- _Exercise tasks_
a: In the post on blocking in actor models, transcribe the passage starting at "Several actor implementations" and ending at "a given actor.".
b: Pick up the post on the Triple-Blocking problem in actor models right after its last sentence and keep writing.

- _Extract to read_

Sunday, May 31, 2015

The Triple-Blocking problem in Actor Models

Actor Models are a nice new feature in many languages, either through direct support in the language like Clojure, or in a library like Akka for Java and Scala.
Actors are an interesting tool to deal with concurrency, that can be extremely successful at resolving certain kinds of problems, but they are not the "silver bullet".
If you want to see some of its flaws, then take a look at this presentation from Akka Days by Derek Wyatt from Auvik Networks... you can skip to minute 14 which is when the interesting stuff starts, and goes up to minute 50:

Besides the issues Derek points out, there is one more which I call "The Triple-Blocking Problem". Contrary to what many people think, just because it is asynchronous, it doesn't mean it is non-blocking, and in fact, most Actor Models are blocking in three different ways:
  1. The message passing queue is "blocking";
  2. An Actor can block waiting for another Actor;
  3. An actor will block waiting for a Future to have its result ready;

Let's look at the first one.
Several actor implementations use a blocking queue for the message passing mechanism, which means that only one thread/actor at a time can send messages to a given actor.

- _Data excerpts_
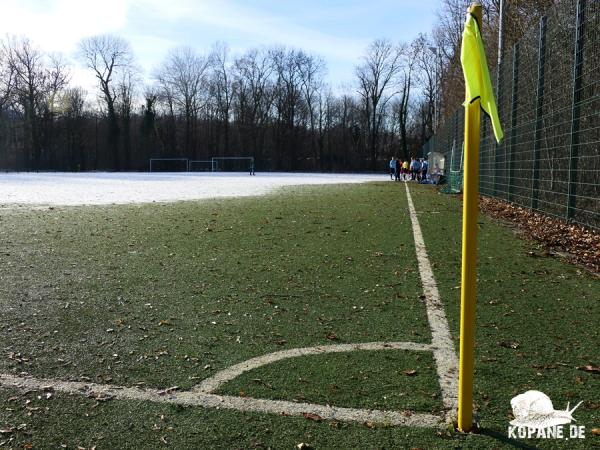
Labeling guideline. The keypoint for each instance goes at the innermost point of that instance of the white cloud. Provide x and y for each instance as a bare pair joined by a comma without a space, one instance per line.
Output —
60,24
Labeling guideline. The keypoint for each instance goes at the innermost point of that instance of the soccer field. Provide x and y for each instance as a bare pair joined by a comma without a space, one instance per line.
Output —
145,325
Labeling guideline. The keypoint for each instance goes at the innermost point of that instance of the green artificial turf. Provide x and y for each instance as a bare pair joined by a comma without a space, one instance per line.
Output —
385,380
165,295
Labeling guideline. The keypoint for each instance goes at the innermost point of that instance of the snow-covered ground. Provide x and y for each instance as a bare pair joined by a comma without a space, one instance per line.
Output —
108,188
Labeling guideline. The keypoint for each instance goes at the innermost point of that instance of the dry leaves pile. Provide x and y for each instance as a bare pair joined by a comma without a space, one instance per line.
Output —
574,242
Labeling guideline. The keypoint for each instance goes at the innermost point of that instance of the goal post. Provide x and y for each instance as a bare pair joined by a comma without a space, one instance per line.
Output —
169,164
201,165
233,164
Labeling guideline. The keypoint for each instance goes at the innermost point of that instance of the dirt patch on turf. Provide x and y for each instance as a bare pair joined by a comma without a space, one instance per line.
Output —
575,243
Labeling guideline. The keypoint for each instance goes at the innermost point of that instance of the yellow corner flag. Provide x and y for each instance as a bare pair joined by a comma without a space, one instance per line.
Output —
477,76
478,94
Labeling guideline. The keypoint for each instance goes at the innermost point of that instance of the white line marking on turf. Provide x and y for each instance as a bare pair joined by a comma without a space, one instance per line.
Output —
441,340
202,394
213,383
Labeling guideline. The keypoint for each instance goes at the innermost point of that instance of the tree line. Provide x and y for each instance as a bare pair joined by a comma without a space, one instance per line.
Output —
270,103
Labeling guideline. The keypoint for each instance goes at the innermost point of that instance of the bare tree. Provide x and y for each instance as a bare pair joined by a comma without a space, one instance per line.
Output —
376,78
253,96
287,102
181,81
311,70
107,55
7,77
36,83
222,86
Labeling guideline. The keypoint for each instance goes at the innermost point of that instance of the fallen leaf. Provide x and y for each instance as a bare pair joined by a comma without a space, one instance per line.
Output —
509,344
590,368
331,336
311,416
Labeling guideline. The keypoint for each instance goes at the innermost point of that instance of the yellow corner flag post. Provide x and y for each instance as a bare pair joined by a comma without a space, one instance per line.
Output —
479,94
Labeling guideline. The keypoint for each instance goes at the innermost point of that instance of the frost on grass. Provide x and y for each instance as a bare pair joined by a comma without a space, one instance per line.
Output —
121,188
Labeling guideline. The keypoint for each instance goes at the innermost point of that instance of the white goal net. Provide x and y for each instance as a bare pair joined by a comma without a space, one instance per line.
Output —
233,164
169,164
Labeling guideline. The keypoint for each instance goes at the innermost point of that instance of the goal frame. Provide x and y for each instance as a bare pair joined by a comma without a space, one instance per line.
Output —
212,163
187,162
216,159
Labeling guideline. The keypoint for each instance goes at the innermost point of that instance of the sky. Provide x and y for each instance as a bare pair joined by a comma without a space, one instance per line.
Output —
337,30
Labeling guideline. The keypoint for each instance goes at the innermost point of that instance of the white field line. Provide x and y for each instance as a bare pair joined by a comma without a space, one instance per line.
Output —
206,400
441,340
202,395
213,383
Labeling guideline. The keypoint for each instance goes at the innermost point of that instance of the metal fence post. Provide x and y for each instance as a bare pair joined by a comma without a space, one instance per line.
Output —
513,122
535,176
575,111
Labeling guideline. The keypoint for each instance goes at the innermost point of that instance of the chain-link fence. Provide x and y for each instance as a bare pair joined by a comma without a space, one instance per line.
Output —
548,94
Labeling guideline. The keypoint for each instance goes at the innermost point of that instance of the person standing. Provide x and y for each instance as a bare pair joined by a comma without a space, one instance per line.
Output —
405,168
424,167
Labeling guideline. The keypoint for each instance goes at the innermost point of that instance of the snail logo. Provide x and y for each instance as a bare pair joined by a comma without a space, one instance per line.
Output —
535,416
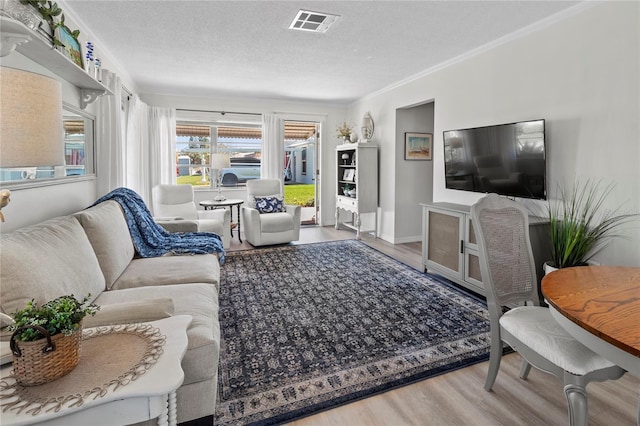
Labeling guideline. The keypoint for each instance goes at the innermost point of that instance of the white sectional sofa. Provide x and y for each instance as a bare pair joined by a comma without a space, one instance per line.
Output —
91,252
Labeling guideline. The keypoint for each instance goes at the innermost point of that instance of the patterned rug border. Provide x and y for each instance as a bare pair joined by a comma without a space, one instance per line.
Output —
348,398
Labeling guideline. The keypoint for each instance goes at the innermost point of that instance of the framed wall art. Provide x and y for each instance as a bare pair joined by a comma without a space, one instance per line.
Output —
70,46
418,146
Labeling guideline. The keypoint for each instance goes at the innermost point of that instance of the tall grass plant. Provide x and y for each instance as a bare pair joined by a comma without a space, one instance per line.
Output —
580,223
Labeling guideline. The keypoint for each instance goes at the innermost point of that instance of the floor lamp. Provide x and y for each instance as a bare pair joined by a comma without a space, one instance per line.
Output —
220,161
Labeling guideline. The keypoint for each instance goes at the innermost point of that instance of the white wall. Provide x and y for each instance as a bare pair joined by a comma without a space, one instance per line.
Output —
579,73
413,179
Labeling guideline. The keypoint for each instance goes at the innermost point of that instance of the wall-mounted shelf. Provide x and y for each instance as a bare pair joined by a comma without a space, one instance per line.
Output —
17,36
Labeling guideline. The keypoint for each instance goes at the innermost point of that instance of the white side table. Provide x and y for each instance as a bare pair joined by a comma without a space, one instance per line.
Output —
152,395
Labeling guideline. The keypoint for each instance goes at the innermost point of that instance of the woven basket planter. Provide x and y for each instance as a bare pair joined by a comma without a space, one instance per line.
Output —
47,359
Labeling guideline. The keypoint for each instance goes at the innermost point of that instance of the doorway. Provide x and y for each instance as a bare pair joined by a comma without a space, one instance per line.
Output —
301,144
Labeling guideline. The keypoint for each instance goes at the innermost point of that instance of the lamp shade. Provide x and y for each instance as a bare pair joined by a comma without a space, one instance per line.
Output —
220,161
31,131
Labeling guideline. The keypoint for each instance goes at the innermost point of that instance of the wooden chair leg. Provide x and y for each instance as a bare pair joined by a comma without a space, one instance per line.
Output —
578,404
525,368
495,356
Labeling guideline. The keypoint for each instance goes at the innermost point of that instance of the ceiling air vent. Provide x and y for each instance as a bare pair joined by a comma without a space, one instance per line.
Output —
312,21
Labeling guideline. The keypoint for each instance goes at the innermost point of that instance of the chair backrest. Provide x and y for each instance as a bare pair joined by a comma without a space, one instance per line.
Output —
506,259
263,188
174,201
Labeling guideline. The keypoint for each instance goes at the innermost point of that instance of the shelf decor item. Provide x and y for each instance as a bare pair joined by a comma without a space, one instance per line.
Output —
418,146
344,132
70,46
88,56
46,339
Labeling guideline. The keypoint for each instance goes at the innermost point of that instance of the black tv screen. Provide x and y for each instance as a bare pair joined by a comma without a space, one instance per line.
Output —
507,159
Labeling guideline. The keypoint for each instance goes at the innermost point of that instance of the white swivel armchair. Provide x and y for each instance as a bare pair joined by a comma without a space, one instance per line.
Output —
174,209
271,222
509,277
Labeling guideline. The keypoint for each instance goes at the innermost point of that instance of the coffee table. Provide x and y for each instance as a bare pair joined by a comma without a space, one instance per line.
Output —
213,204
151,395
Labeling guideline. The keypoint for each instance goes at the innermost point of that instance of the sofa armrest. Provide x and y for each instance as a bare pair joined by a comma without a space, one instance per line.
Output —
130,312
178,225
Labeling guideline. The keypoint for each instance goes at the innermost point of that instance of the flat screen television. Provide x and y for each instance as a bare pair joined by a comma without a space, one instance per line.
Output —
507,159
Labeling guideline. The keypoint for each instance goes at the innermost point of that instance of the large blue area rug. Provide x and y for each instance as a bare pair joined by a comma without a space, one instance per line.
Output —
309,327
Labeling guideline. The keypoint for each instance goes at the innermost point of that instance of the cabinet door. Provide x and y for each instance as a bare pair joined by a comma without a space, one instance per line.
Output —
472,272
472,268
444,231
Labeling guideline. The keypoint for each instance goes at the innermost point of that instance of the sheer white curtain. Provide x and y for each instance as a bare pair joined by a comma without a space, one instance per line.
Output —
272,147
109,131
137,148
162,145
150,147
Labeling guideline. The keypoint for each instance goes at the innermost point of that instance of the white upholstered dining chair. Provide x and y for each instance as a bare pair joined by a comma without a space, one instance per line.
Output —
175,209
262,223
509,277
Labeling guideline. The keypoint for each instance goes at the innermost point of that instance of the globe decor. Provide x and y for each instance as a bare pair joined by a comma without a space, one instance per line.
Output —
46,340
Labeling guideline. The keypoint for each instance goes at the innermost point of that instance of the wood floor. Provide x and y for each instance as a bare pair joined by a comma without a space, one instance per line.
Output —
458,398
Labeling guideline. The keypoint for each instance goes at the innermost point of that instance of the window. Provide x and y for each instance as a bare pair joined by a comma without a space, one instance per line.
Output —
200,134
78,153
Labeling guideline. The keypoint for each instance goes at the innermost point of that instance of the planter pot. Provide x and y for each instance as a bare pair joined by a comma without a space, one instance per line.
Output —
47,359
548,268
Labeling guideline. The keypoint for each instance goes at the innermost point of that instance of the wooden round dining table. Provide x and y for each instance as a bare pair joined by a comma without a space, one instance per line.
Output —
600,307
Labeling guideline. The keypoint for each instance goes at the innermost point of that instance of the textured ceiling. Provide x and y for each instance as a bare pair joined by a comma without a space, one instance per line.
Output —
244,48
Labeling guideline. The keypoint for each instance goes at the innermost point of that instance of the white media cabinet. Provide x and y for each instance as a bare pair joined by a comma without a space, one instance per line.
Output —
449,246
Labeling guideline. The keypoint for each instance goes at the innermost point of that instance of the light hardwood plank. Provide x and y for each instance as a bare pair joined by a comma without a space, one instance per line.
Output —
458,397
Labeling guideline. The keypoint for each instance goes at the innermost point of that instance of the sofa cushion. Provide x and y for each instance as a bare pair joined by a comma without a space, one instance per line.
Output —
131,312
166,270
276,222
45,261
201,302
108,232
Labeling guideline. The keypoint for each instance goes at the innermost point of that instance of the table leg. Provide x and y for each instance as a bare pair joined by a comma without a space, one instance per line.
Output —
163,419
173,409
239,237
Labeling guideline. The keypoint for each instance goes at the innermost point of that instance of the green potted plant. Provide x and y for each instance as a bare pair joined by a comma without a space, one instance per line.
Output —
580,223
46,339
344,132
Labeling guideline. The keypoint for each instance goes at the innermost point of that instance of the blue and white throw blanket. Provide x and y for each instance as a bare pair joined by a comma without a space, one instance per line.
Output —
151,239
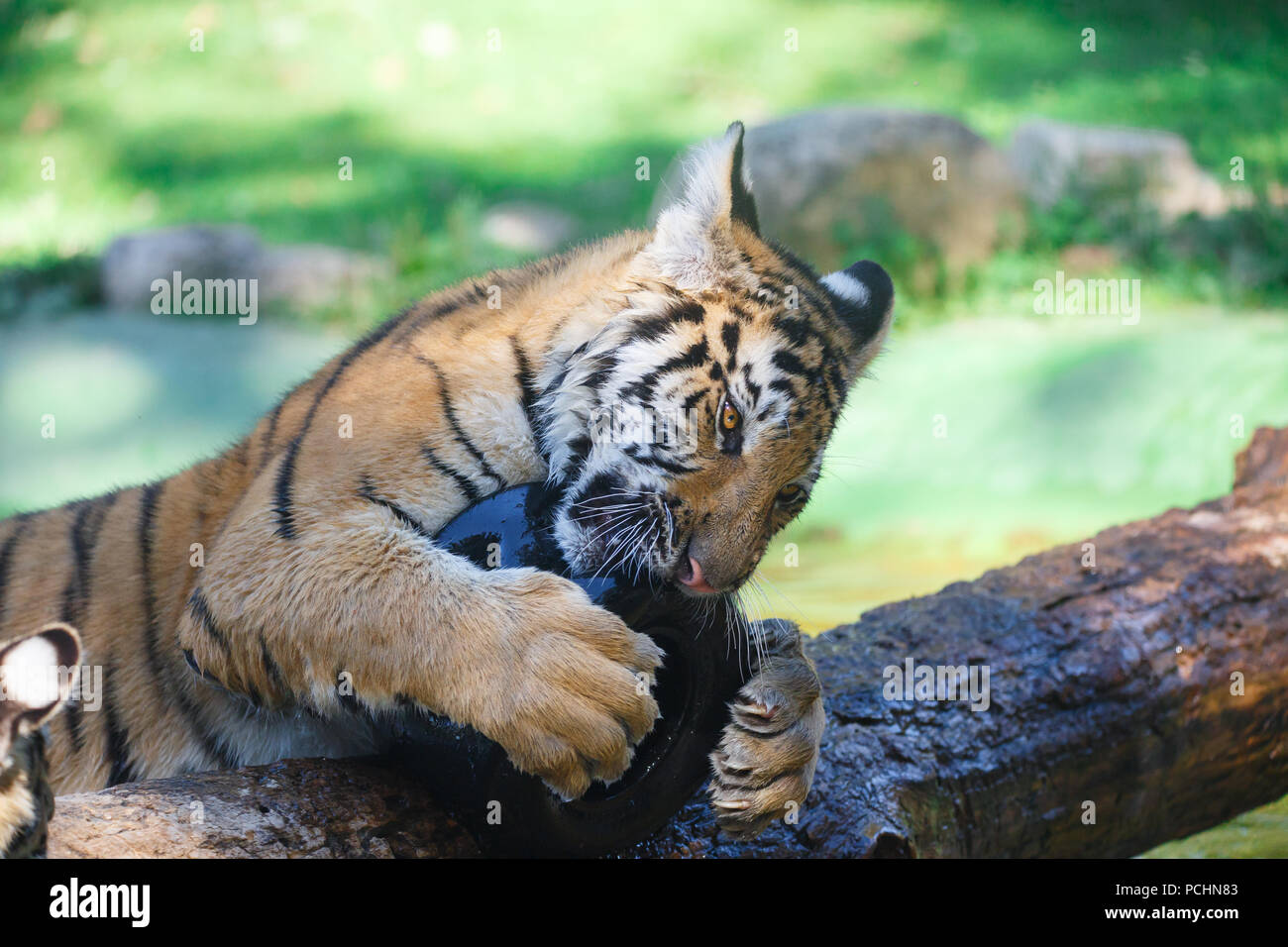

- _Responses_
a:
Several actor implementations use a blocking queue for the message passing mechanism, which means that only one thread/actor at a time can send messages to a given actor.

b:
Perhaps even more worrisome, is that some implementations use a queue by Dmitry Yuokov that is wait-free for enqueueing and blocking for dequeueing, which is non-blocking for the act of enqueueing, but an actor dequeueing messages from its message queue can block indefinitely waiting for an enqueuer to complete, i.e. link the next node to the list.

The second case happens when an actor wants the result of a computation from another actor immediately. The other actor must first process the previous messages in the queue, and then execute the corresponding work/computation, and then provide the result. At any instant, the thread running the actor executing the work can be delayed/preempted/sleep/die, whatever.
The simple act of delegating the work to another actor/thread means that it can inherently block.

The third case is a kind of extension of the second case.
An actor can tell another actor to do some work/computation and put the result in a Future, but regardless of what is done by the first actor, it will need the result, at some point in time. When that happens, if the result is not yet ready, the first actor will block. It's as simple as that.





Having said all of this, remember that, "just because it's blocking, doesn't mean it's bad"!
Even blocking methods/actors can scale well under the right circumstances, so there is hope for the Actor Model, but don't expect actors to solve all your concurrency problems.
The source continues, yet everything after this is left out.